## Task prompt
Can you convert the material below, from the line containing "Reviewer note: confirm that each instance of the racket" through the final line, into a JSON list of strings, one per line, leaving out any blank lines?

## Entries
(begin)
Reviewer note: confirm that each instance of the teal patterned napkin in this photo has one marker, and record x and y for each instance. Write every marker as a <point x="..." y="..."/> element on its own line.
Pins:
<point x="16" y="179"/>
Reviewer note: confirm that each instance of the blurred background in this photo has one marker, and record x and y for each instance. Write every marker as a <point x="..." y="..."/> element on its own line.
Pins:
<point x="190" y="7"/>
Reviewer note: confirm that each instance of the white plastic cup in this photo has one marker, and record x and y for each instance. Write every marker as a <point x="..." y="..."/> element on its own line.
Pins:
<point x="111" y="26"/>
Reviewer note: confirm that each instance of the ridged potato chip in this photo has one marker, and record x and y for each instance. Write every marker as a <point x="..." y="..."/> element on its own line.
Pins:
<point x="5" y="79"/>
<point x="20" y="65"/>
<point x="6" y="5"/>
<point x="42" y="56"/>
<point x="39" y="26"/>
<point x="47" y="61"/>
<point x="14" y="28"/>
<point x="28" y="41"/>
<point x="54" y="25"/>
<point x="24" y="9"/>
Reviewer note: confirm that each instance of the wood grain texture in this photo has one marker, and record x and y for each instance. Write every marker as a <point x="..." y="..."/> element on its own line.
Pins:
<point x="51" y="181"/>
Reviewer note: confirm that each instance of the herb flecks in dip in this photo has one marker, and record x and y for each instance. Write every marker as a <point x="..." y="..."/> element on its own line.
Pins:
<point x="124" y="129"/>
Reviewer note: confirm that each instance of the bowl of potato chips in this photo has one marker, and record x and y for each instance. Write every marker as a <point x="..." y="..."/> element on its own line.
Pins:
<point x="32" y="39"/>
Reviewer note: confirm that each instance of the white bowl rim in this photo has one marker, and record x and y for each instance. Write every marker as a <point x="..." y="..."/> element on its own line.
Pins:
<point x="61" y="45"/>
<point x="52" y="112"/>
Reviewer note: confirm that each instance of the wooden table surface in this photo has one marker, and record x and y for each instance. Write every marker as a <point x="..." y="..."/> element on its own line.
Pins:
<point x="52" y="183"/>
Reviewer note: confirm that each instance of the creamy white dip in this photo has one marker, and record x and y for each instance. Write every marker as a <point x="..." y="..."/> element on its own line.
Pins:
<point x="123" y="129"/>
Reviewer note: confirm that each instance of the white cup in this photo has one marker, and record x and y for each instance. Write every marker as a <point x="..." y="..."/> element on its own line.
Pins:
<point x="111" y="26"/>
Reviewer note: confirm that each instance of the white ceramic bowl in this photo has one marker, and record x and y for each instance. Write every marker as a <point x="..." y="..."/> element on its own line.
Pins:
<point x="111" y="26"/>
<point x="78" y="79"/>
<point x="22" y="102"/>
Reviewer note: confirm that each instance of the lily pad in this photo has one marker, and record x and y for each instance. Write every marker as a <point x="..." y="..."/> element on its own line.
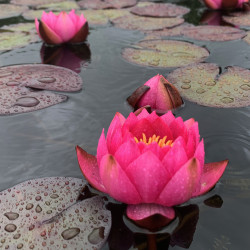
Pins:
<point x="165" y="53"/>
<point x="160" y="10"/>
<point x="10" y="10"/>
<point x="200" y="83"/>
<point x="41" y="76"/>
<point x="43" y="213"/>
<point x="213" y="33"/>
<point x="134" y="22"/>
<point x="106" y="4"/>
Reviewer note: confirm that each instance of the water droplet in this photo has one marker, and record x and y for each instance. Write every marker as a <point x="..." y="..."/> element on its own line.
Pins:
<point x="245" y="87"/>
<point x="10" y="228"/>
<point x="227" y="100"/>
<point x="96" y="236"/>
<point x="38" y="209"/>
<point x="11" y="215"/>
<point x="70" y="233"/>
<point x="29" y="206"/>
<point x="47" y="79"/>
<point x="185" y="86"/>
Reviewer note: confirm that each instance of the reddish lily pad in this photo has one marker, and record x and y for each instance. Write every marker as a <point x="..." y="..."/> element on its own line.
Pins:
<point x="106" y="4"/>
<point x="45" y="212"/>
<point x="41" y="76"/>
<point x="160" y="10"/>
<point x="134" y="22"/>
<point x="213" y="33"/>
<point x="200" y="83"/>
<point x="10" y="10"/>
<point x="165" y="53"/>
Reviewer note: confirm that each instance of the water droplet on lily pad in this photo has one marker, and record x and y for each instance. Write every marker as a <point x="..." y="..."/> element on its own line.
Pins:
<point x="210" y="90"/>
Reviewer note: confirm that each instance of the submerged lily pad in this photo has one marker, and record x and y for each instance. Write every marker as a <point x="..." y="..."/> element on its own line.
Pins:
<point x="134" y="22"/>
<point x="10" y="10"/>
<point x="41" y="76"/>
<point x="160" y="10"/>
<point x="165" y="53"/>
<point x="213" y="33"/>
<point x="43" y="213"/>
<point x="200" y="83"/>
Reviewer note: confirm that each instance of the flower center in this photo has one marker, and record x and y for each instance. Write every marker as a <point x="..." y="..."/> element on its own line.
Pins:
<point x="161" y="142"/>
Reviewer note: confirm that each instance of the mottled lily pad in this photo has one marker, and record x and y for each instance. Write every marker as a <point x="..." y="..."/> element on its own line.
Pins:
<point x="134" y="22"/>
<point x="43" y="213"/>
<point x="9" y="10"/>
<point x="61" y="6"/>
<point x="41" y="76"/>
<point x="200" y="83"/>
<point x="213" y="33"/>
<point x="239" y="19"/>
<point x="160" y="10"/>
<point x="106" y="4"/>
<point x="165" y="53"/>
<point x="32" y="2"/>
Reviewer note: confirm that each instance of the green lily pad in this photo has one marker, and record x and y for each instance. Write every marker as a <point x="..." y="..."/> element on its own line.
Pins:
<point x="134" y="22"/>
<point x="201" y="84"/>
<point x="160" y="10"/>
<point x="10" y="10"/>
<point x="60" y="6"/>
<point x="43" y="213"/>
<point x="165" y="53"/>
<point x="213" y="33"/>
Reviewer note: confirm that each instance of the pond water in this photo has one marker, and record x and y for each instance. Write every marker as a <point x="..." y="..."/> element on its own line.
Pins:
<point x="42" y="143"/>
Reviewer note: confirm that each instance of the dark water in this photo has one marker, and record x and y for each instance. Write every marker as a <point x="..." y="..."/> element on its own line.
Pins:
<point x="41" y="143"/>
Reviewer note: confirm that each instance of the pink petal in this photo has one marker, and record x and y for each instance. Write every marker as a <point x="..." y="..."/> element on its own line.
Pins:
<point x="127" y="153"/>
<point x="182" y="185"/>
<point x="148" y="175"/>
<point x="101" y="148"/>
<point x="212" y="172"/>
<point x="89" y="167"/>
<point x="116" y="182"/>
<point x="142" y="211"/>
<point x="176" y="157"/>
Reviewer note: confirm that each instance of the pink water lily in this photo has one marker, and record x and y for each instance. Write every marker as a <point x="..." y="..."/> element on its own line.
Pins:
<point x="62" y="28"/>
<point x="150" y="162"/>
<point x="157" y="93"/>
<point x="225" y="4"/>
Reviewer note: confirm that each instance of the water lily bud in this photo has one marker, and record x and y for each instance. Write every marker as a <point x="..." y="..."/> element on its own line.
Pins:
<point x="157" y="93"/>
<point x="225" y="4"/>
<point x="62" y="28"/>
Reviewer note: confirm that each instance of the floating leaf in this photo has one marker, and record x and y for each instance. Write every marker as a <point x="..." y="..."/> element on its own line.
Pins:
<point x="165" y="53"/>
<point x="213" y="33"/>
<point x="134" y="22"/>
<point x="41" y="76"/>
<point x="160" y="10"/>
<point x="198" y="83"/>
<point x="45" y="212"/>
<point x="9" y="10"/>
<point x="106" y="4"/>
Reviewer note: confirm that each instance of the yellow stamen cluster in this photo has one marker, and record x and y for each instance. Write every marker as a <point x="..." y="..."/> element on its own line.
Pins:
<point x="161" y="142"/>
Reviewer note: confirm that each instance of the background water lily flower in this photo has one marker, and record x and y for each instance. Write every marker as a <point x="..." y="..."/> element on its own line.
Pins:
<point x="225" y="4"/>
<point x="62" y="28"/>
<point x="157" y="93"/>
<point x="150" y="162"/>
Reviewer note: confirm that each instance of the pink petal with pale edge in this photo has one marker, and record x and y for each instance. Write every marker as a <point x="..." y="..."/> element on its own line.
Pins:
<point x="148" y="176"/>
<point x="182" y="185"/>
<point x="212" y="172"/>
<point x="116" y="181"/>
<point x="142" y="211"/>
<point x="89" y="168"/>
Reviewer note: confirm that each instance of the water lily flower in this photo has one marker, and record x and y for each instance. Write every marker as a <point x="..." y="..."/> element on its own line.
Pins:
<point x="225" y="4"/>
<point x="151" y="163"/>
<point x="62" y="28"/>
<point x="157" y="93"/>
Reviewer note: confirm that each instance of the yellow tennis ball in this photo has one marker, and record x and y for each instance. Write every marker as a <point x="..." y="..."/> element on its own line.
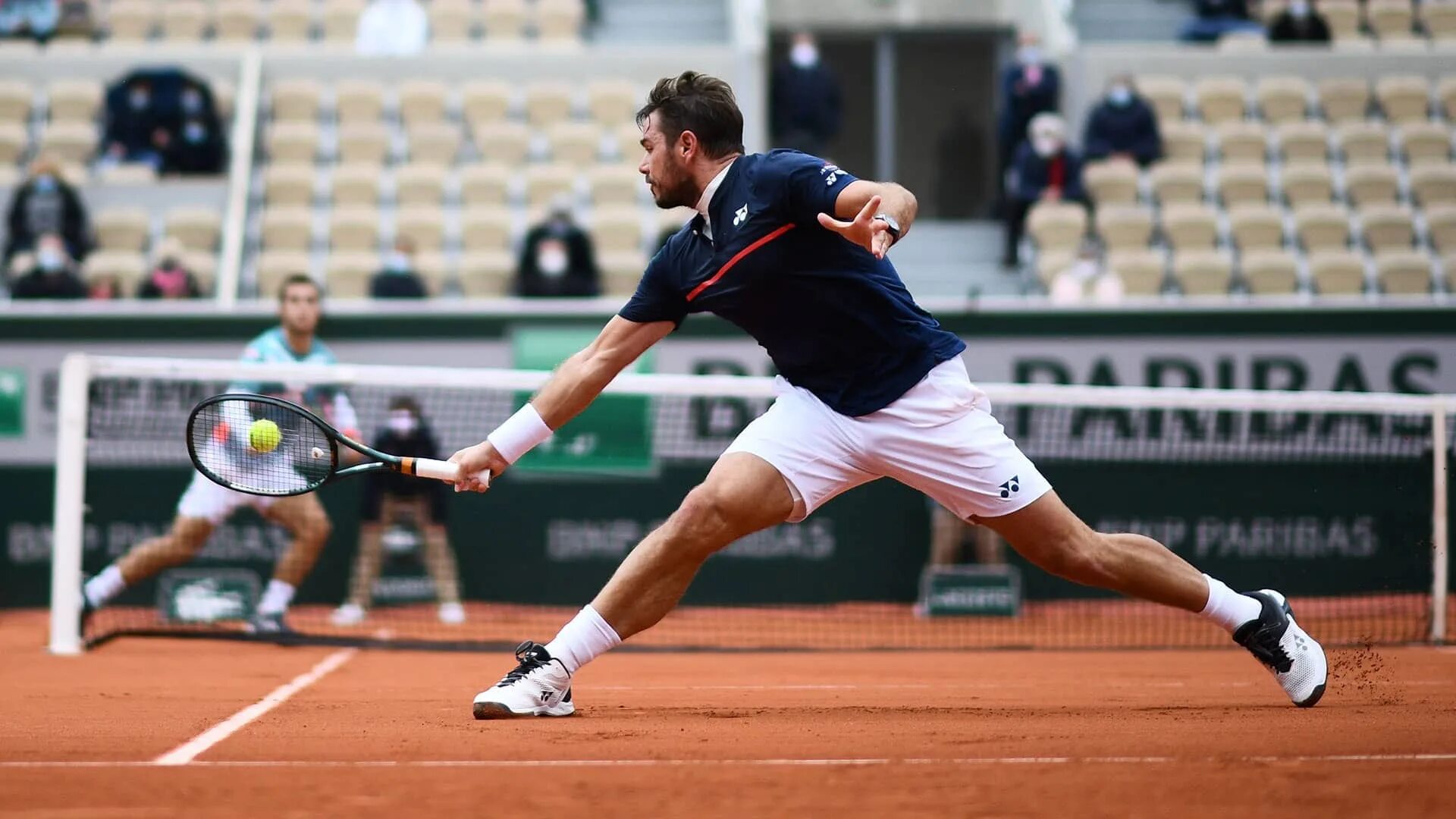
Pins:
<point x="264" y="435"/>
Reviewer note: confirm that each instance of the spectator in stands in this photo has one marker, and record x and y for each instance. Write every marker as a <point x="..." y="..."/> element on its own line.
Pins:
<point x="558" y="259"/>
<point x="44" y="205"/>
<point x="53" y="276"/>
<point x="30" y="18"/>
<point x="805" y="108"/>
<point x="1299" y="22"/>
<point x="1218" y="18"/>
<point x="1028" y="88"/>
<point x="398" y="278"/>
<point x="392" y="28"/>
<point x="1044" y="171"/>
<point x="1123" y="126"/>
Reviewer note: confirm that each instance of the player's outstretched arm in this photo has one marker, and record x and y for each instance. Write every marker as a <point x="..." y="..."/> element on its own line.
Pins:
<point x="576" y="384"/>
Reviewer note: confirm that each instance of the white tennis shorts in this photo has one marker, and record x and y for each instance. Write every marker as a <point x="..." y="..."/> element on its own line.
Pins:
<point x="938" y="438"/>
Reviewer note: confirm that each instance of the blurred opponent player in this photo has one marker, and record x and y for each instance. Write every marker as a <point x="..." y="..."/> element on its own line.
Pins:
<point x="204" y="504"/>
<point x="792" y="249"/>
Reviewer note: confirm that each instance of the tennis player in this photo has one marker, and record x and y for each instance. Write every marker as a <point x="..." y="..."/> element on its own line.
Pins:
<point x="204" y="504"/>
<point x="792" y="249"/>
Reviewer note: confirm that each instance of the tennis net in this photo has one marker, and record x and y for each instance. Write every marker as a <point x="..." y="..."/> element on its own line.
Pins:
<point x="1335" y="499"/>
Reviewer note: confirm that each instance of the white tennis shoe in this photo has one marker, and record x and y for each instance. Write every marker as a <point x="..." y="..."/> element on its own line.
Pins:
<point x="538" y="687"/>
<point x="1277" y="642"/>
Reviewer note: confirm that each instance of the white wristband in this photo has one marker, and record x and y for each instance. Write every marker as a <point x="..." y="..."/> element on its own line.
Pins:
<point x="519" y="435"/>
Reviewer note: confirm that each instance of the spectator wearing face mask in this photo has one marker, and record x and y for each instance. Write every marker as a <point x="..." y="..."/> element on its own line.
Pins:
<point x="1123" y="126"/>
<point x="398" y="278"/>
<point x="1044" y="171"/>
<point x="805" y="108"/>
<point x="1299" y="22"/>
<point x="53" y="276"/>
<point x="557" y="259"/>
<point x="44" y="205"/>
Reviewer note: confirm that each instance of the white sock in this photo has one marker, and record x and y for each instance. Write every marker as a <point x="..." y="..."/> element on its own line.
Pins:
<point x="582" y="640"/>
<point x="1228" y="608"/>
<point x="275" y="598"/>
<point x="101" y="589"/>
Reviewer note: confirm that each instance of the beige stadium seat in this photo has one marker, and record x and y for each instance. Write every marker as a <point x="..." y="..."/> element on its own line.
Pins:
<point x="1183" y="142"/>
<point x="1372" y="184"/>
<point x="1404" y="98"/>
<point x="1190" y="226"/>
<point x="291" y="142"/>
<point x="1282" y="99"/>
<point x="1270" y="273"/>
<point x="1125" y="226"/>
<point x="485" y="184"/>
<point x="545" y="183"/>
<point x="1242" y="184"/>
<point x="615" y="184"/>
<point x="74" y="101"/>
<point x="194" y="228"/>
<point x="1256" y="228"/>
<point x="1405" y="273"/>
<point x="364" y="143"/>
<point x="422" y="101"/>
<point x="296" y="99"/>
<point x="485" y="229"/>
<point x="1060" y="224"/>
<point x="123" y="229"/>
<point x="1307" y="184"/>
<point x="1386" y="228"/>
<point x="1323" y="226"/>
<point x="485" y="101"/>
<point x="503" y="142"/>
<point x="1111" y="183"/>
<point x="1177" y="183"/>
<point x="354" y="229"/>
<point x="1304" y="142"/>
<point x="435" y="142"/>
<point x="504" y="19"/>
<point x="1426" y="143"/>
<point x="354" y="186"/>
<point x="1433" y="184"/>
<point x="1345" y="99"/>
<point x="574" y="143"/>
<point x="1142" y="271"/>
<point x="424" y="226"/>
<point x="1166" y="95"/>
<point x="287" y="229"/>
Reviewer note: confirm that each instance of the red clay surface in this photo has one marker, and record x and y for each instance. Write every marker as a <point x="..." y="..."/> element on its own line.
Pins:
<point x="890" y="733"/>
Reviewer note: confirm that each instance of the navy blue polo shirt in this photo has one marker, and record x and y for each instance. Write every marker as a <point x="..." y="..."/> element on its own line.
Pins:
<point x="835" y="319"/>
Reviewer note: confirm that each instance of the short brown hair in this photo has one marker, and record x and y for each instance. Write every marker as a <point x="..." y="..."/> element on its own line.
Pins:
<point x="699" y="104"/>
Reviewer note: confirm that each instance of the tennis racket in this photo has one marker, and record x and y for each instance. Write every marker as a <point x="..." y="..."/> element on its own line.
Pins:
<point x="305" y="452"/>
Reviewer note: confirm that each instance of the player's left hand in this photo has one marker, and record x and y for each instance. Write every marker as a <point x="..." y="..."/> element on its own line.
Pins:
<point x="865" y="231"/>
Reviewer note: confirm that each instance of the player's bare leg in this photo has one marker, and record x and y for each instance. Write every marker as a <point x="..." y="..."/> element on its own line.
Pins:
<point x="742" y="494"/>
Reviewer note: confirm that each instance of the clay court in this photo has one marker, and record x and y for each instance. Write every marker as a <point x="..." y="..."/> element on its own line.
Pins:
<point x="954" y="733"/>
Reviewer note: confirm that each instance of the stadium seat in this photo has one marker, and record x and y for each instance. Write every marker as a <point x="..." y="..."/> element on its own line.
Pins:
<point x="1256" y="228"/>
<point x="1125" y="226"/>
<point x="419" y="184"/>
<point x="1386" y="228"/>
<point x="1203" y="273"/>
<point x="1345" y="99"/>
<point x="1190" y="226"/>
<point x="1270" y="273"/>
<point x="1404" y="273"/>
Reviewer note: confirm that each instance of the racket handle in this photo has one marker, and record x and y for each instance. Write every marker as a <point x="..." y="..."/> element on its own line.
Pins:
<point x="438" y="469"/>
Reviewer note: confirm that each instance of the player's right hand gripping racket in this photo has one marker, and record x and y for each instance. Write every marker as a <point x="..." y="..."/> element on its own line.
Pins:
<point x="268" y="447"/>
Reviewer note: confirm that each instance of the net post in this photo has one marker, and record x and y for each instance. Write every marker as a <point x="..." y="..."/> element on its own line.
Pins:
<point x="1440" y="560"/>
<point x="69" y="528"/>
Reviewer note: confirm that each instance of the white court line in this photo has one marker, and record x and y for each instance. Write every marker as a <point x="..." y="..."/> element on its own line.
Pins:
<point x="811" y="763"/>
<point x="188" y="751"/>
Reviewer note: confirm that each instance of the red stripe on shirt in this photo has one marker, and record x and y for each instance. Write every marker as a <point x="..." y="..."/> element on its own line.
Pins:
<point x="737" y="259"/>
(end)
## Written response
[
  "Reviewer note: confirm that each instance of the racket handle in this photo has one marker, and record x and y for each instance. Write every marker as a <point x=\"...\" y=\"...\"/> element on its own line.",
  "Pins:",
  "<point x=\"438\" y=\"469\"/>",
  "Reviewer note: confirm that each instance of the player's right hand gripping racket in this photo has one marker, and record x and y for each instance. Write every marker as a <point x=\"...\" y=\"...\"/> element on its own line.",
  "Pins:",
  "<point x=\"268\" y=\"447\"/>",
  "Reviewer note: confirm that each instance of the net post in this photo has one marker, and record x and y for each instance. Write every marker as a <point x=\"...\" y=\"...\"/> element on its own line.",
  "Pins:",
  "<point x=\"1440\" y=\"560\"/>",
  "<point x=\"69\" y=\"528\"/>",
  "Reviewer note: confirm that each instance of the white court line in this photo has one marker, and record x and y for each instance. Write every marker as a <point x=\"...\" y=\"...\"/> element on its own line.",
  "Pins:",
  "<point x=\"811\" y=\"763\"/>",
  "<point x=\"188\" y=\"751\"/>",
  "Reviewer note: confirm that each instance of the red stripe on shirt in this photo has one marker, and record x and y for each instance. Write every marker as a <point x=\"...\" y=\"...\"/> element on its own line.",
  "Pins:",
  "<point x=\"737\" y=\"259\"/>"
]